DOCUMENT PASSAGE:
- - - -

From 9a5cc3801c48e9836cee74333ab135855a34e8c7 Mon Sep 17 00:00:00 2001
From: yunfan <yunfan.shao@outlook.com>
Date: Thu, 30 May 2019 14:27:12 +0800
Subject: [PATCH] - update sst data loader - add Option

---
 fastNLP/core/vocabulary.py   | 19 ++++++++--
 fastNLP/io/dataset_loader.py | 68 ++++++++++++++----------------------
 fastNLP/io/embed_loader.py   | 17 ++++++++-
 3 files changed, 60 insertions(+), 44 deletions(-)
diff --git a/fastNLP/core/vocabulary.py b/fastNLP/core/vocabulary.py
index cbde9cba..0cf45049 100644
--- a/fastNLP/core/vocabulary.py
+++ b/fastNLP/core/vocabulary.py
@@ -1,11 +1,26 @@
 __all__ = [
-    "Vocabulary"
+    "Vocabulary",
+    "VocabularyOption",
 ]
 
 from functools import wraps
 from collections import Counter
-
 from .dataset import DataSet
+from .utils import Example
+
+
+class VocabularyOption(Example):
+    def __init__(self,
+                 max_size=None,
+                 min_freq=None,
+                 padding='<pad>',
+                 unknown='<unk>'):
+        super().__init__(
+            max_size=max_size,
+            min_freq=min_freq,
+            padding=padding,
+            unknown=unknown
+        )
 
 
 def _check_build_vocab(func):
diff --git a/fastNLP/io/dataset_loader.py b/fastNLP/io/dataset_loader.py
index 8c697e4a..9ad5dff8 100644
--- a/fastNLP/io/dataset_loader.py
+++ b/fastNLP/io/dataset_loader.py
@@ -22,8 +22,6 @@ __all__ = [
     'SSTLoader',
     'PeopleDailyCorpusLoader',
     'Conll2003Loader',
-    'VocabularyOption',
-    'EmbeddingOption',
 ]
 
 from nltk.tree import Tree
@@ -37,6 +35,8 @@ from ..core.utils import Example
 from ..core.vocabulary import Vocabulary
 from ..io.embed_loader import EmbedLoader
 import numpy as np
+from ..core.vocabulary import VocabularyOption
+from .embed_loader import EmbeddingOption
 
 
 def _download_from_url(url, path):
@@ -56,7 +56,6 @@ def _download_from_url(url, path):
             if chunk:
                 file.write(chunk)
                 t.update(len(chunk))
-    return
 
 
 def _uncompress(src, dst):
@@ -93,34 +92,6 @@ def _uncompress(src, dst):
         raise ValueError('unsupported file {}'.format(src))
 
 
-class VocabularyOption(Example):
-    def __init__(self,
-                 max_size=None,
-                 min_freq=None,
-                 padding='<pad>',
-                 unknown='<unk>'):
-        super().__init__(
-            max_size=max_size,
-            min_freq=min_freq,
-            padding=padding,
-            unknown=unknown
-        )

- - - -

Object pointing dataset rows:
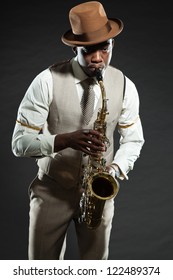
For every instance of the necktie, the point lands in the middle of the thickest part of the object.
(87, 102)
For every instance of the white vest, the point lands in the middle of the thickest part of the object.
(65, 116)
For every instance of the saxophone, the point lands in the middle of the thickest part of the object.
(98, 185)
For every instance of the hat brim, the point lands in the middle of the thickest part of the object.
(69, 38)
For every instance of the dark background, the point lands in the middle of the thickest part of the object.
(30, 42)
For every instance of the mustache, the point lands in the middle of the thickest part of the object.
(96, 66)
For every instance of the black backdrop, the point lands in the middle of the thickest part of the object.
(30, 41)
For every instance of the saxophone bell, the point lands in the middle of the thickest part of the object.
(98, 185)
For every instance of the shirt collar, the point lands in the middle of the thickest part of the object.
(78, 72)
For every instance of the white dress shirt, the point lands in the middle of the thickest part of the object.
(33, 112)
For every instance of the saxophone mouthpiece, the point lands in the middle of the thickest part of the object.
(99, 74)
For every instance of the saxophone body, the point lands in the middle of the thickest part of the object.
(98, 185)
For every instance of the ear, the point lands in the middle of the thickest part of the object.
(74, 50)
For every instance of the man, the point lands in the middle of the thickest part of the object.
(52, 128)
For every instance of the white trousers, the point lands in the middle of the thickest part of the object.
(52, 209)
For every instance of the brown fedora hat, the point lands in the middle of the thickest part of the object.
(90, 25)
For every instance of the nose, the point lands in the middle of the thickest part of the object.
(96, 57)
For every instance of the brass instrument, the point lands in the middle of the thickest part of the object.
(98, 185)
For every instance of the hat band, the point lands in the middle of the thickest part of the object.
(91, 36)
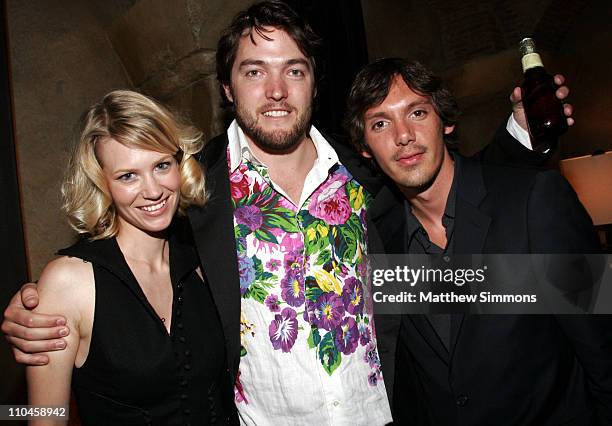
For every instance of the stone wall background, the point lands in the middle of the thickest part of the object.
(474, 45)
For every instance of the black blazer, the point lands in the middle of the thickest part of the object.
(500, 369)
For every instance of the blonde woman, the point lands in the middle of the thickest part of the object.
(146, 345)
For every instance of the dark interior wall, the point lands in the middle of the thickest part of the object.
(473, 44)
(13, 263)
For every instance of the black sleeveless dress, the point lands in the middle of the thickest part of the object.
(138, 374)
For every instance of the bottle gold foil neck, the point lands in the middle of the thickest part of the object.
(527, 46)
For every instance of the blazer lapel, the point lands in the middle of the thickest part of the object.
(213, 231)
(388, 213)
(471, 224)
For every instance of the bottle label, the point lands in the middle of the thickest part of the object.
(531, 60)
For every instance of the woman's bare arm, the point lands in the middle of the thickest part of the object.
(67, 286)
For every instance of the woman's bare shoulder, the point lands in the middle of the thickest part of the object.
(66, 274)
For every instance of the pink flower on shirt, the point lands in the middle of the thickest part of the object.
(330, 202)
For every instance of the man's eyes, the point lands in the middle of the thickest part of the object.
(253, 73)
(296, 72)
(378, 125)
(419, 113)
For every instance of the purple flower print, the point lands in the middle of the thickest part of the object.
(373, 379)
(347, 336)
(364, 334)
(371, 356)
(352, 296)
(250, 216)
(283, 330)
(273, 264)
(246, 272)
(293, 260)
(239, 183)
(272, 303)
(328, 311)
(292, 286)
(330, 202)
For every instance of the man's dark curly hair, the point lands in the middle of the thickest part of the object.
(372, 85)
(256, 18)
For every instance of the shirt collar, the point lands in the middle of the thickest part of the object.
(413, 224)
(239, 149)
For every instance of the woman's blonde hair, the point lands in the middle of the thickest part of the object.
(135, 121)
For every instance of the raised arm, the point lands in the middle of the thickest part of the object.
(511, 144)
(66, 284)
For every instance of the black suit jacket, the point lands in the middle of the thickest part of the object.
(500, 369)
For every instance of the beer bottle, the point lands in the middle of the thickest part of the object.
(545, 117)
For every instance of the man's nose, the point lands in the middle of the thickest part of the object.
(404, 133)
(276, 88)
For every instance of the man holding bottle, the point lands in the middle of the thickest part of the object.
(455, 369)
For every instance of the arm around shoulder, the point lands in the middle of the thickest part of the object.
(66, 286)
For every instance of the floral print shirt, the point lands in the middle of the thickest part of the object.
(308, 343)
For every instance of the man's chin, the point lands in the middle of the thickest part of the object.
(277, 142)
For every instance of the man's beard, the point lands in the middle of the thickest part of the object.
(275, 141)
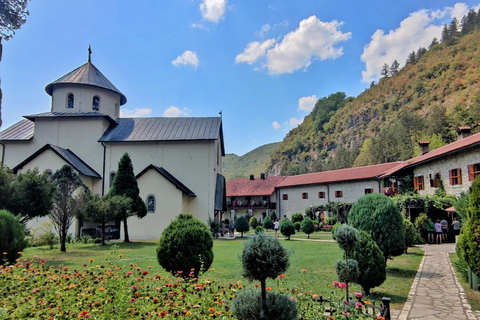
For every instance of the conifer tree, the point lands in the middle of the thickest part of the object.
(125, 184)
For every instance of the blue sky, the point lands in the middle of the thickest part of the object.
(262, 63)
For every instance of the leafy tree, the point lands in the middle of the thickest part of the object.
(379, 216)
(467, 246)
(13, 13)
(371, 263)
(12, 237)
(125, 184)
(307, 226)
(185, 247)
(69, 200)
(267, 223)
(287, 228)
(32, 195)
(253, 222)
(263, 257)
(103, 209)
(241, 225)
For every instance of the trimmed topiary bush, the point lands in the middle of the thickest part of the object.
(297, 217)
(287, 228)
(371, 263)
(253, 222)
(307, 226)
(12, 237)
(241, 225)
(248, 305)
(378, 215)
(259, 229)
(267, 223)
(185, 247)
(263, 257)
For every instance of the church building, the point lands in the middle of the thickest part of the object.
(177, 161)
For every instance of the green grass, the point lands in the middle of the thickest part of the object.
(317, 258)
(473, 296)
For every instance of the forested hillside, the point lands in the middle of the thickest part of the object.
(253, 162)
(437, 90)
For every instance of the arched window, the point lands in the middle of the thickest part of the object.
(151, 203)
(112, 176)
(96, 103)
(70, 101)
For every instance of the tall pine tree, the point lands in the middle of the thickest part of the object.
(125, 184)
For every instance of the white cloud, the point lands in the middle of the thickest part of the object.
(254, 51)
(175, 112)
(415, 31)
(307, 103)
(187, 58)
(213, 10)
(313, 39)
(295, 122)
(135, 113)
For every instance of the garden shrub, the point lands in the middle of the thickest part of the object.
(185, 247)
(248, 305)
(12, 237)
(297, 217)
(259, 229)
(267, 223)
(371, 263)
(307, 226)
(378, 215)
(287, 228)
(297, 226)
(253, 222)
(241, 225)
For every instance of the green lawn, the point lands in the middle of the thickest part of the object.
(317, 258)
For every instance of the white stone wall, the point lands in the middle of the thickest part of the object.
(443, 166)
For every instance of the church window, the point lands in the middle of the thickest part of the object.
(96, 103)
(151, 203)
(70, 101)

- - - -

ACTIONS TO TAKE:
• A. Answer these questions about the fastNLP patch:
(i) What date is given for the patch?
(ii) Which class does VocabularyOption inherit from?
(iii) Which two names are removed from the __all__ list in fastNLP/io/dataset_loader.py?
• B. Proceed with the fastNLP patch, picking up right after its last line.

SOLVED TASKS:
• A.
(i) Thu, 30 May 2019 14:27:12 +0800
(ii) Example
(iii) 'VocabularyOption' and 'EmbeddingOption'

• B.
-
-
-class EmbeddingOption(Example):
-    def __init__(self,
-                 embed_filepath=None,
-                 dtype=np.float32,
-                 normalize=True,
-                 error='ignore'):
-        super().__init__(
-            embed_filepath=embed_filepath,
-            dtype=dtype,
-            normalize=normalize,
-            error=error
-        )
-
-
 class DataInfo:
     """
     经过处理的数据信息，包括一系列数据集（比如：分开的训练集、验证集和测试集）及它们所用的词表和词嵌入。
@@ -151,26 +122,41 @@ class DataSetLoader:
     **process 函数中可以 调用load 函数或 _load 函数**
 
     """
+    URL = ''
+    DATA_DIR = ''
 
-    def _download(self, url: str, path: str, uncompress=True) -> str:
+    ROOT_DIR = '.fastnlp/datasets/'
+    UNCOMPRESS = True
+
+    def _download(self, url: str, pdir: str, uncompress=True) -> str:
         """
 
         从 ``url`` 下载数据到 ``path``， 如果 ``uncompress`` 为 ``True`` ，自动解压。
 
         :param url: 下载的网站
-        :param path: 下载到的目录
+        :param pdir: 下载到的目录
         :param uncompress:  是否自动解压缩
         :return: 数据的存放路径
         """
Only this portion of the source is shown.